**AIM OF THE TASK**
What is needed is an exact copy of the records below, with the pictures left out.

(Image point grounding data)
===
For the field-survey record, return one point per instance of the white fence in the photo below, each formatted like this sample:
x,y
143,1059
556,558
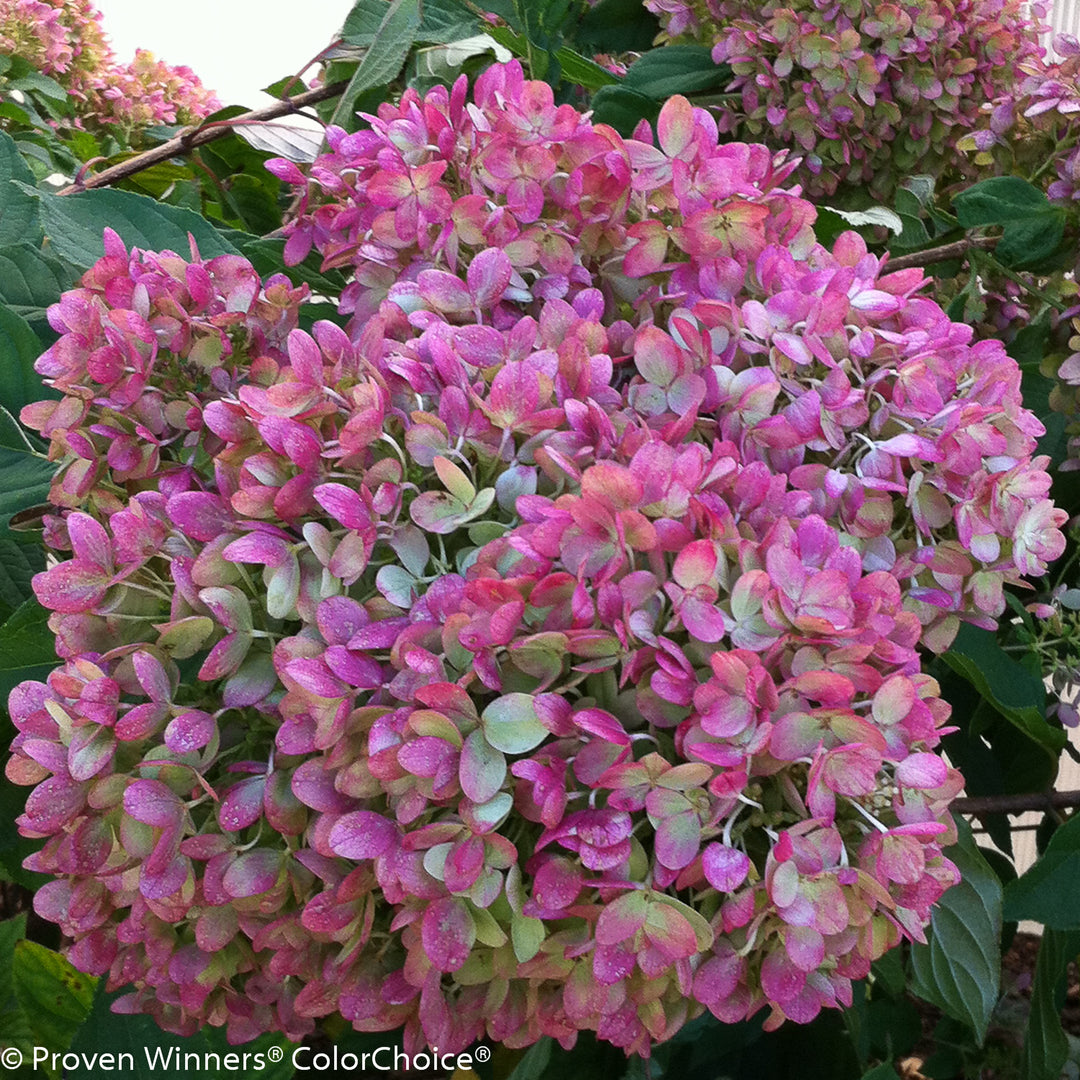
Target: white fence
x,y
1064,17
===
**ANSWER TO THIS PROBLEM**
For the field-survey record, return one point per instance of the white fence in the photo below, each formatted like this sample:
x,y
143,1059
556,558
Target: white fence
x,y
1064,17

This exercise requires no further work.